WHAT TO WORK ON
Reproduce exactly the final portion of the data: every line from the one containing "Indicate the crowd" through the last line, inclusive.
..........
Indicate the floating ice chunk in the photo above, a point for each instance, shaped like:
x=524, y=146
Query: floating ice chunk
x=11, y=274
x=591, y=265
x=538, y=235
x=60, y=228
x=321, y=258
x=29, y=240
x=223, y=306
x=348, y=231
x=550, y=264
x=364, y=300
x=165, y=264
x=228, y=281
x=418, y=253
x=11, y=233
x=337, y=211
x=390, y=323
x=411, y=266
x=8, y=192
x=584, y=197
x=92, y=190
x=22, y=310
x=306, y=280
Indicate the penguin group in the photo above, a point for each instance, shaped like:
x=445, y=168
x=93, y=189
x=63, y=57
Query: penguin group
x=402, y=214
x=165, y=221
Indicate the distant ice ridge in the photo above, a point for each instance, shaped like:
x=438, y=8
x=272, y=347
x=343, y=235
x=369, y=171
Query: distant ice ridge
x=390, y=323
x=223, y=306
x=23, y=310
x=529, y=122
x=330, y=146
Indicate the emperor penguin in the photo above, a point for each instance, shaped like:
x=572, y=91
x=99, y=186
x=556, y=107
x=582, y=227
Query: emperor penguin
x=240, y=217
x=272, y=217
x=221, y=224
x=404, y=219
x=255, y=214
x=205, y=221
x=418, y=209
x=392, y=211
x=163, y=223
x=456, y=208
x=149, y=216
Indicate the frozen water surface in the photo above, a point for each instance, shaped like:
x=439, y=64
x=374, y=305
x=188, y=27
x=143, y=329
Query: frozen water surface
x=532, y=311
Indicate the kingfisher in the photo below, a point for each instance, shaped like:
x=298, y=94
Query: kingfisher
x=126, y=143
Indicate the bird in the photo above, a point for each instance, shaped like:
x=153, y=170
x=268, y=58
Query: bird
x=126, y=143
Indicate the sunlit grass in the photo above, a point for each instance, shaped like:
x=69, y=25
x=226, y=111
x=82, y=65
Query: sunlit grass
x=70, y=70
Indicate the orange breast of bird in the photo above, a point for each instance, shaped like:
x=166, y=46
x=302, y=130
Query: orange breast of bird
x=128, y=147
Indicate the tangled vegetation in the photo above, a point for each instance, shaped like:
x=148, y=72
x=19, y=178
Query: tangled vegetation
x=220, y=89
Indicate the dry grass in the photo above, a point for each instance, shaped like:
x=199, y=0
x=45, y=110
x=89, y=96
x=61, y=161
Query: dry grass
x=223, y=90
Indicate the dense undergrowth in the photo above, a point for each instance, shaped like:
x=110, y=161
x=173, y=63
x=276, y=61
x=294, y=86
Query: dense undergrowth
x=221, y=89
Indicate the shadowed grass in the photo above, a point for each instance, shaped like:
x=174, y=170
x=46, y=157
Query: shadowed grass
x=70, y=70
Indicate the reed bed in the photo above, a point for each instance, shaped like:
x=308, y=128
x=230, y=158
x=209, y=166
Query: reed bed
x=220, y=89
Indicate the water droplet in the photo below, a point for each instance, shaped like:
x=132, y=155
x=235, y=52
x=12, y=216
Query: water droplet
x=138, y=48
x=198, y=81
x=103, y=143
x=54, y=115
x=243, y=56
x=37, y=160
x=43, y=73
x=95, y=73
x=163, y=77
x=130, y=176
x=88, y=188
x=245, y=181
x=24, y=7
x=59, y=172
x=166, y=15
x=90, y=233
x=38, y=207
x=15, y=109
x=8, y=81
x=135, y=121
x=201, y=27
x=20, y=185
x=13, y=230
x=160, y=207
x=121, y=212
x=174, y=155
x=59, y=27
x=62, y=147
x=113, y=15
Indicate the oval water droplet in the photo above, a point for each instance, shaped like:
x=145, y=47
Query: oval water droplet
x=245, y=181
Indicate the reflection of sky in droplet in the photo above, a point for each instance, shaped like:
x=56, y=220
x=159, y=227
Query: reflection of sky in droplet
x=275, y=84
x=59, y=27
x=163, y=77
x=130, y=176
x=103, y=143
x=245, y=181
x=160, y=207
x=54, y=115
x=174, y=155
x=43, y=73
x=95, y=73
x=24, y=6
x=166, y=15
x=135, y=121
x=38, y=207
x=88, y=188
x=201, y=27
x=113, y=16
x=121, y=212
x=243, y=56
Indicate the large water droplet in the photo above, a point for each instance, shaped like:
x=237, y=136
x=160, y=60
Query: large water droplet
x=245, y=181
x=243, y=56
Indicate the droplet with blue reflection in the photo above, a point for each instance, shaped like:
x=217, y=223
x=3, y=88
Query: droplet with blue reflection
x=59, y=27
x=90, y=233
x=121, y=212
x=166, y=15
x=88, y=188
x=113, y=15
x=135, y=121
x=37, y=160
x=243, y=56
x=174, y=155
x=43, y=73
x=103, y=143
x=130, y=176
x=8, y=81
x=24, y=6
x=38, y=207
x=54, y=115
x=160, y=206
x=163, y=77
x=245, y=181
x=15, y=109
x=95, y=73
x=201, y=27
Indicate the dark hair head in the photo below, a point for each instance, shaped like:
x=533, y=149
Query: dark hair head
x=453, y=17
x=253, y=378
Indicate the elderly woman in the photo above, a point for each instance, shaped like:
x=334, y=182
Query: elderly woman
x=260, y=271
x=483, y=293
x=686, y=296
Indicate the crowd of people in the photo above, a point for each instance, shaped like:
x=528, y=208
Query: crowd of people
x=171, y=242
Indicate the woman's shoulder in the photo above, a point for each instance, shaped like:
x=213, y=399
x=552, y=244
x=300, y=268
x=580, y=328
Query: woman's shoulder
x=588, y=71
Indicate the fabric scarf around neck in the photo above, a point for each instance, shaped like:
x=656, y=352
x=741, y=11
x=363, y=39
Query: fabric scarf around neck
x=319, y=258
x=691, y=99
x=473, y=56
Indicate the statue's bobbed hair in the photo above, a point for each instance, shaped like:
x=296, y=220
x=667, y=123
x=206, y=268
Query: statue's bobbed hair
..........
RESULT OF THIS EXERCISE
Indicate the crowd of people in the photo above, a point for each instance, shaped like:
x=528, y=208
Query: crowd of people
x=171, y=242
Indicate the woman's shoulder in the photo above, a point for each instance, shaped like:
x=213, y=399
x=552, y=244
x=300, y=268
x=580, y=328
Query: woman's shoulder
x=588, y=71
Indicate the fabric scarf around neck in the photo above, a point for each instance, shaped like:
x=656, y=352
x=741, y=11
x=363, y=39
Query: fabric scarf around neck
x=319, y=258
x=691, y=99
x=473, y=56
Indicate the statue's bobbed hair in the photo above, a point for each instance, shaped like:
x=296, y=220
x=667, y=123
x=206, y=268
Query: statue's bobbed hair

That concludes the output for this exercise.